Work to complete: Look below for lines that hold the string "metal" and copy each one.

--- Recorded information Enclosed Below ---

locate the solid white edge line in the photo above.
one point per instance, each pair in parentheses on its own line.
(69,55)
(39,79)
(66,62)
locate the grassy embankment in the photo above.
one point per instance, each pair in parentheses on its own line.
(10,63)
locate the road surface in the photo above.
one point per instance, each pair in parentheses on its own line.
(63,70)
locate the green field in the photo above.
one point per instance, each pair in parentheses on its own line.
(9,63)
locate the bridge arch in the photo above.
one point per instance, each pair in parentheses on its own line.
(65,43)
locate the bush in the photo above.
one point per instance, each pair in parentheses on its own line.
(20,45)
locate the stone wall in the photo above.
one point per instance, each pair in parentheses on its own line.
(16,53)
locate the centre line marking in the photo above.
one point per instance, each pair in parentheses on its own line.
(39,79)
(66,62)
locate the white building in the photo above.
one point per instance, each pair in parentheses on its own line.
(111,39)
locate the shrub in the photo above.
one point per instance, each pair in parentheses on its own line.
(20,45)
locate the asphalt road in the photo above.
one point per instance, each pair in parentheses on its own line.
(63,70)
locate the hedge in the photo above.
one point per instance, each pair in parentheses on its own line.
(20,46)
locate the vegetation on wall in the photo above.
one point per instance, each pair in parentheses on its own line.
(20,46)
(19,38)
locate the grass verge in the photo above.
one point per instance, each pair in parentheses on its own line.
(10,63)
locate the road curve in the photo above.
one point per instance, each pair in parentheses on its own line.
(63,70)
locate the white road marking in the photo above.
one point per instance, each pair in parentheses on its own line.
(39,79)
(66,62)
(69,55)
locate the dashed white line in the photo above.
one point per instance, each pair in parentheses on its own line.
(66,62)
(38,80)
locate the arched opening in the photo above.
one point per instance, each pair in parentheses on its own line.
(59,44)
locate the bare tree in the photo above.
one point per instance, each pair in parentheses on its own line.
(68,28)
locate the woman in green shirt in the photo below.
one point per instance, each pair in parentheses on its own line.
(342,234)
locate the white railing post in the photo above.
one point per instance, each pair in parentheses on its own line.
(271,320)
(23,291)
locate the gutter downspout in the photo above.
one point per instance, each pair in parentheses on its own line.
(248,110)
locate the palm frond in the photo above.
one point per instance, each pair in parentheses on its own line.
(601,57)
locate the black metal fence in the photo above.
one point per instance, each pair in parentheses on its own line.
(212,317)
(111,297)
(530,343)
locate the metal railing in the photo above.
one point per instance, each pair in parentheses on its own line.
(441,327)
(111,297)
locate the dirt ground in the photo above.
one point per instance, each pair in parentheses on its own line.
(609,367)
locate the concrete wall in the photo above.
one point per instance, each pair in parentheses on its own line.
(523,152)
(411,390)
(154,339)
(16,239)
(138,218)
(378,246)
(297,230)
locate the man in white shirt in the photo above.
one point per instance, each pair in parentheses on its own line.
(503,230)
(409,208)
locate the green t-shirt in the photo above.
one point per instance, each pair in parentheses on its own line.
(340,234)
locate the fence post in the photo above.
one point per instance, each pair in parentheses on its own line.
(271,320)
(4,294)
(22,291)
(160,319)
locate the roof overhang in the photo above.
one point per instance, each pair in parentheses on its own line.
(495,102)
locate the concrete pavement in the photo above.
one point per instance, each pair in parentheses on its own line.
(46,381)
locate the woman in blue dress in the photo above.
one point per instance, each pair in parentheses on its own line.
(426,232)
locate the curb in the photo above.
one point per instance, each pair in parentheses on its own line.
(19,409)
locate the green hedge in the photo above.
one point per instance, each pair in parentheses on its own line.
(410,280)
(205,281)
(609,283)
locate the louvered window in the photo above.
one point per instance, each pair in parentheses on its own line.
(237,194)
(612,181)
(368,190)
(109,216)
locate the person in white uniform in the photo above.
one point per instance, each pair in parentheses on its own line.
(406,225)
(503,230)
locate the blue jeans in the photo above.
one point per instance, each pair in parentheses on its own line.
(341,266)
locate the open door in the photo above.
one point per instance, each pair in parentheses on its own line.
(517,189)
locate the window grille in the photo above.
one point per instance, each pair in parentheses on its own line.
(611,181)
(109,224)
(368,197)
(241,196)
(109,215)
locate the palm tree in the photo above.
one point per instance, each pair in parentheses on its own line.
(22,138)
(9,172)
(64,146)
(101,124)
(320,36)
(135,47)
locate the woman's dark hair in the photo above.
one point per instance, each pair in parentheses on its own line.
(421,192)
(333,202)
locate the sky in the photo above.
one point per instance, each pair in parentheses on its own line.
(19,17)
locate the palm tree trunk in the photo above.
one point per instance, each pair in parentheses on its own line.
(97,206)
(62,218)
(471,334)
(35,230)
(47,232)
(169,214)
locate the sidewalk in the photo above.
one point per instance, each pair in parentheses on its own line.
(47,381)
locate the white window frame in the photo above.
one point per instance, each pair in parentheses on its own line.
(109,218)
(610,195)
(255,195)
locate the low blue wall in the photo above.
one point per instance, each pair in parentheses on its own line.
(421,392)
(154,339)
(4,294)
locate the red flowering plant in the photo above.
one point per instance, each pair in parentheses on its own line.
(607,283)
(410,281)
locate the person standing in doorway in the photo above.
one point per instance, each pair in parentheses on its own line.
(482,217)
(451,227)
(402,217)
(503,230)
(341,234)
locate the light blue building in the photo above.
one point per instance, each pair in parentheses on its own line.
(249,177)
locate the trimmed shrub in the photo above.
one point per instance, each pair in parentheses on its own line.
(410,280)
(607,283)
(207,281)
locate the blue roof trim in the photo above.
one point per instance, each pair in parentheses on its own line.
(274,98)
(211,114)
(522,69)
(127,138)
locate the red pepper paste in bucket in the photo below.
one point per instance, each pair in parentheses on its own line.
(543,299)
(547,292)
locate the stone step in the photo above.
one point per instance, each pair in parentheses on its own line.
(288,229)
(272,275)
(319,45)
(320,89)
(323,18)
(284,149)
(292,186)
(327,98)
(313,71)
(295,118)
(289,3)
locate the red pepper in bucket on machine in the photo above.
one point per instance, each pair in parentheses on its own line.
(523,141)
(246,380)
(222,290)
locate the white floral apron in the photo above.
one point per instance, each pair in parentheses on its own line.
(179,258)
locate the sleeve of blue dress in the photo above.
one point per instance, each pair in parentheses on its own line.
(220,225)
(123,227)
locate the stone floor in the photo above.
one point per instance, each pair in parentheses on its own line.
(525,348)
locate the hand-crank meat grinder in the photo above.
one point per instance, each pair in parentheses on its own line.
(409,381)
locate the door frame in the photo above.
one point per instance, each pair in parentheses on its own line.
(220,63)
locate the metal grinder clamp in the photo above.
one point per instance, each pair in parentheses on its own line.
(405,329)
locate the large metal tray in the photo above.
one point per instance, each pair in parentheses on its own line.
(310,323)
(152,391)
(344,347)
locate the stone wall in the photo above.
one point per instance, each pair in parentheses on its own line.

--- End of Enclosed Recorded information ---

Written solution:
locate the black metal fence in the photo above.
locate the metal railing in the photo above.
locate the metal grinder clamp in the photo above.
locate the large metal tray in the photo above.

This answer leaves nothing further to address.